## Directions
Extract the final stretch of the data: the line that contains "Expected content: girl's eye." and every line after it, unaltered, and no other lines.

## Stored records
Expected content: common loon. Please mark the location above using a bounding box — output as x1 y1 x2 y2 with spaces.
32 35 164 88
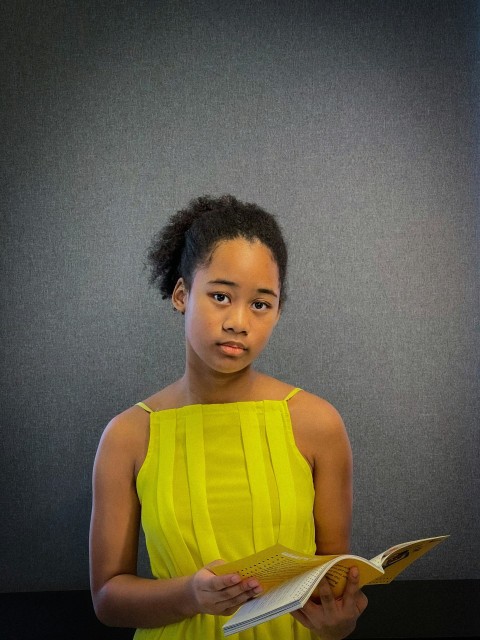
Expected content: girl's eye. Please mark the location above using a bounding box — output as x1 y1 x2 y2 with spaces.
253 300 270 311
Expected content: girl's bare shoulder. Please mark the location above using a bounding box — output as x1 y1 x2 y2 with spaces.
288 391 348 457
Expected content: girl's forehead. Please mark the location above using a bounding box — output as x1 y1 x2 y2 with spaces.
197 238 279 288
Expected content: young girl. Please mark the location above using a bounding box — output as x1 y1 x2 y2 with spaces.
90 196 366 640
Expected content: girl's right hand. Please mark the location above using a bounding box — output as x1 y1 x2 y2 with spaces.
190 560 262 616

## Problem solution
Expected content: girl's eye. Please mark the location above using a bounding box — output as x1 y1 x2 y2 with spaces.
253 300 270 311
Expected content: girl's bare shoulder. Please mark the location above using a bounding box — output as x1 y1 x2 y2 with spaces.
288 391 348 457
Expected content: girl's forehead. Please mark the location above using a bounding box — output as x1 y1 x2 y2 with spaces.
197 238 279 288
Expected content: young girl. Please mark the location above using a bounding box — output as x1 y1 x2 y2 with spaces.
90 196 366 640
Expected content: girl's right hand. Please mark the location above using a bounding box — output as x1 y1 x2 y2 with spaces.
190 560 262 616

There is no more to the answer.